Colorful and warming, Chikuzen Ni is the perfect Japanese food recipe for the winter season. In fact, in Japanese food culture, it is often served to bring in the new year. Full of nutritious and medicinal ingredients, Chikuzen Ni is a healthy Japanese recipe that helps fight off winter colds and boosts the body’s natural defenses. The way Japanese people prepare the vegetables also make it seem like a work of art. With this easy to follow recipe and video, you will be whipping up an authentic Chikuzen Ni in no time!
What is Chikuzen Ni?
This traditional Japanese recipe once was based on turtle, but now simmered chicken and root vegetable dish are the heart of the meal. Typical recipe includes chicken, shiitake, konnyaku, lotus root, burdock root, and other hearty winter vegetables. You make Chikunzen Ni by stir-frying the ingredients in oil and then cooking them in soy sauce and sugar. It’s a traditional dish from the northern part of Kyushu (its name was “Chikuzen” back then, hence the name. “Ni” means to simmer).

Work instructions:
1. Using the Chikuzen Ni text, explain in one to three sentences how the dish got its name.
2. Answer these questions from the Chikuzen Ni text:
(a) What was the dish once based on?
(b) After the ingredients are stir-fried in oil, what are they cooked in?
(c) In Japanese food culture, what occasion is the dish often served for?
3. Continue the Chikuzen Ni text from the point where it stops.
The records that come next are separate material and have no connection to the Chikuzen Ni text.

Data:
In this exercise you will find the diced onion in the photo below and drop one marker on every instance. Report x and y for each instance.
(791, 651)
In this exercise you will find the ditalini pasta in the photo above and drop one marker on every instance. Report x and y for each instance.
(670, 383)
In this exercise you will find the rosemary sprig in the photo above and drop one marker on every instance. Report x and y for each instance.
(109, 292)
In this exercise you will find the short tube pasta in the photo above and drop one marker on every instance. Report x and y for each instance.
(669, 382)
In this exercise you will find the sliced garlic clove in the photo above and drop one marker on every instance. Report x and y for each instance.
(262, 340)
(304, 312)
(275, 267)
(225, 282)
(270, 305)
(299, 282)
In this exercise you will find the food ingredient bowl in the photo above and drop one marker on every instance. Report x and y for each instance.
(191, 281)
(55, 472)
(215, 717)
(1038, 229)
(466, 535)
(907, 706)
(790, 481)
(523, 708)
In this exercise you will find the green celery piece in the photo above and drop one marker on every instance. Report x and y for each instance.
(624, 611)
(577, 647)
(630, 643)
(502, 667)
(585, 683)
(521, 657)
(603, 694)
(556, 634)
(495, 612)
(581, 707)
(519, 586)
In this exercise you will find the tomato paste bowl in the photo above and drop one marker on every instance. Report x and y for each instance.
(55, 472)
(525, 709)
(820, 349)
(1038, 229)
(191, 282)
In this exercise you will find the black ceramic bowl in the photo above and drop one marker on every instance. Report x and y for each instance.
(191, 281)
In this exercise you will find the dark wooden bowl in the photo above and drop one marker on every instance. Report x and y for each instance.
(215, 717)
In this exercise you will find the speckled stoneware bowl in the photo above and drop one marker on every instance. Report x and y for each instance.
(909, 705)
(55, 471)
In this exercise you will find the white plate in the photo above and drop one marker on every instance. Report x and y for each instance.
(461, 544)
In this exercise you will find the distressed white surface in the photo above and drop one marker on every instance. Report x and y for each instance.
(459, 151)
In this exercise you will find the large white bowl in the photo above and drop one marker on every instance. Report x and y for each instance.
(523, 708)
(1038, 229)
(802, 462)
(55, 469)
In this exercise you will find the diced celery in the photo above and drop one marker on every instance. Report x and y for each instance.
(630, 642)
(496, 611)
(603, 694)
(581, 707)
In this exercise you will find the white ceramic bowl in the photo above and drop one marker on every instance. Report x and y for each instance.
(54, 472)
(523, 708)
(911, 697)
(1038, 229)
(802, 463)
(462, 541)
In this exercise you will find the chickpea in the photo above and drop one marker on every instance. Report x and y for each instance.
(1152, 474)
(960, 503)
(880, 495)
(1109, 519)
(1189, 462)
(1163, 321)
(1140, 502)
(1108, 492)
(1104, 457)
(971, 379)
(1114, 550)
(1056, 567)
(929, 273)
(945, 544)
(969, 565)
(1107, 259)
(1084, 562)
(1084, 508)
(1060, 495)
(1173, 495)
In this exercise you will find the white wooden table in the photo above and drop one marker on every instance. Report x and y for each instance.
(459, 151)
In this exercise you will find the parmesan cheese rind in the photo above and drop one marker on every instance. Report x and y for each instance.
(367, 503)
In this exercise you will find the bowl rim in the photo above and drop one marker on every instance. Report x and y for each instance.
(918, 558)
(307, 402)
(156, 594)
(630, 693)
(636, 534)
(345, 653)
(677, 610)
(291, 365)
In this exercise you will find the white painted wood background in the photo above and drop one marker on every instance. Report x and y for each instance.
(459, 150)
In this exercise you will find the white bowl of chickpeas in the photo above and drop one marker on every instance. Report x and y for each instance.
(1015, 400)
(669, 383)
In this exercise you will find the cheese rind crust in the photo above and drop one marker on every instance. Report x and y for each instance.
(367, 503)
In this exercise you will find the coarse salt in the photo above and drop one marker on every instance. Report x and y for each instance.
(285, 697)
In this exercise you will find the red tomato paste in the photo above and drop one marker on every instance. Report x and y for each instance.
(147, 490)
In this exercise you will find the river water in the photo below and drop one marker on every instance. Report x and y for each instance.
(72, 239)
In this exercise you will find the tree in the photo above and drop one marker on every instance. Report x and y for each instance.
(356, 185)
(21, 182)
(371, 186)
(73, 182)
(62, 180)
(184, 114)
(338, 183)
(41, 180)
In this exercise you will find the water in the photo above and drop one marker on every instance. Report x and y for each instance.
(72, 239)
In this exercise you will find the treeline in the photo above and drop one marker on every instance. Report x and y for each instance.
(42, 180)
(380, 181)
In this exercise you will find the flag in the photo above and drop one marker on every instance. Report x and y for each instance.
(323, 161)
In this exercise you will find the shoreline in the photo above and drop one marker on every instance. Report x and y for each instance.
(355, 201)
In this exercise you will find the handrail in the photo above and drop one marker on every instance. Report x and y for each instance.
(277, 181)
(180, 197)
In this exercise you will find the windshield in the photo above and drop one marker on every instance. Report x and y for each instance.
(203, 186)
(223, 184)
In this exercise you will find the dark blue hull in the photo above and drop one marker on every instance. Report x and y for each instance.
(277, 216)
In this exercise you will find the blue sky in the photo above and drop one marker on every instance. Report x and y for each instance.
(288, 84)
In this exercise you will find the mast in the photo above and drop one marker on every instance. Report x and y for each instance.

Responses to the exercise:
1. Chikuzen Ni is a traditional dish from the northern part of Kyushu, an area that was called "Chikuzen" back then. "Ni" means to simmer, so the name joins the region's old name with the cooking method.

2.
(a) Turtle.
(b) Soy sauce and sugar.
(c) To bring in the new year.

3.
What is Kazarigiri?
The most notable part of this dish is the decorative cutting techniques used for vegetables. This is the Kazargiri technique (literally meaning decorative cutting), and is an important part of Japanese food culture. Because of this, this dish looks very festive – a celebration of the winter season!
Flowers and pine needles are some of the most common shapes that the veggies and roots are cut into using Kazargiri. Lotus root is one of the most popular vegetables to use for kazarigiri, because it is easy to cut and play with. Both decorative and packed with medicinal and health-boosting properties, this winter vegetable can be integrated into many different Japanese dishes and allows you to keep practicing Kazargiri.
What is Burdock Root?
Another winter root vegetable that is an important part of Chikunzen Ni is burdock root. Although it actually grows all over the world, Japanese culture is one of the few that really utilize it on a regular basis in the cuisine. Burdock root is highly medicinal and can ward off many of the most common health concerns during the winter season. In fact, according to WebMD, burdock root can treat everything from joint pain and stomach flu to diabetes and liver disease!
Preparation and Cooking Tips
- Try cutting your vegetables in unique ways. Make sure you don’t cut your fingers!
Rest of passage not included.